### Directions
All entries are to be given again verbatim.
________________________
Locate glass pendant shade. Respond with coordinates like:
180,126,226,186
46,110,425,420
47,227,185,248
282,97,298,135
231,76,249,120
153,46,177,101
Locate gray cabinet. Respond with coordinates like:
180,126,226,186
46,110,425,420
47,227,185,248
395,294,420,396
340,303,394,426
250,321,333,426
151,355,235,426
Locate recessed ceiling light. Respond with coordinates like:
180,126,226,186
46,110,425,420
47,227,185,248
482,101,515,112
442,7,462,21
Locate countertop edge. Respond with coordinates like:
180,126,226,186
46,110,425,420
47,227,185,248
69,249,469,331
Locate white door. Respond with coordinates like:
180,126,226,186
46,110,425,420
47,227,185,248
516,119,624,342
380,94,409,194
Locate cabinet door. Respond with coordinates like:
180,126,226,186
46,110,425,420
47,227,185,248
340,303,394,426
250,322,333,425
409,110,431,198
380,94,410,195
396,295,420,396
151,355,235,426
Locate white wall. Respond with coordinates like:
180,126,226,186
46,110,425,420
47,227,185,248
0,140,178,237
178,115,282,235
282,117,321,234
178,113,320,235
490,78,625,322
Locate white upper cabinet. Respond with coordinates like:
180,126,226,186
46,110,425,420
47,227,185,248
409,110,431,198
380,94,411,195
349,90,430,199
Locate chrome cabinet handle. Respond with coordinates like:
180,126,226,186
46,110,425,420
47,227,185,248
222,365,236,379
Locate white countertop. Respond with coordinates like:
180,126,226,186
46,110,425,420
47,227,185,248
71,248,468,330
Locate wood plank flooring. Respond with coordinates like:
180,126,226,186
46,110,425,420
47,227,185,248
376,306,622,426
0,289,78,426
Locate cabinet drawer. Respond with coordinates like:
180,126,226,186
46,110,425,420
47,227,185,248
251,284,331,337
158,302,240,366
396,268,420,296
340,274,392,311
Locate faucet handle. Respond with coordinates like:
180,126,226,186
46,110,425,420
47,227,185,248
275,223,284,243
________________________
### Output of the task
Locate glass pendant shade. Respond with coordinates like:
180,126,226,186
46,110,425,420
47,227,185,248
282,97,298,135
231,76,249,120
153,46,177,101
Locate gray cabinet. Respond with coordinates like:
180,126,226,186
46,110,425,420
47,227,185,248
395,294,420,396
340,303,394,426
250,321,333,426
151,355,235,426
Locate recessed ceiling light. Respond with coordinates like:
180,126,226,186
46,110,425,420
47,227,185,248
482,101,515,112
442,7,462,21
Locate countertop edge. Respond with coordinates like:
180,126,226,186
46,110,425,420
47,227,185,248
69,249,469,331
Locate white door. Respond with coordinates like:
180,126,226,186
46,110,425,420
47,227,185,248
516,119,624,342
380,94,409,194
Locate cabinet door. Respond with coordinates like:
180,126,226,186
46,110,425,420
47,227,185,248
340,303,394,426
250,322,333,425
409,110,431,198
380,94,410,195
396,295,420,396
151,355,235,426
Locate white wall. Respond with coordinates like:
180,126,226,186
46,110,425,420
47,227,185,248
0,140,178,237
178,115,282,235
282,117,321,234
178,113,320,235
490,78,625,322
Locate white upper cabinet. Respond with coordinates like:
180,126,226,186
46,110,425,420
47,227,185,248
409,110,431,198
380,94,411,195
349,90,430,199
Locate chrome cabinet handle. Respond with coordinates like:
180,126,226,186
46,110,425,420
47,227,185,248
222,365,236,379
Locate white countertop. Respond with coordinates like:
180,126,226,186
46,110,425,420
47,227,185,248
71,248,468,330
Locate wood plank flooring. Respond with coordinates like:
180,126,226,186
46,110,425,420
47,227,185,248
376,306,622,426
0,289,78,426
Locate cabinet drawer. Respond with coordinates like:
180,126,226,186
46,110,425,420
47,227,185,248
251,284,331,337
158,302,240,366
396,268,420,296
340,274,392,311
Locate faucet handle. Respond with coordinates like:
180,126,226,186
46,110,425,420
47,227,185,248
275,223,284,243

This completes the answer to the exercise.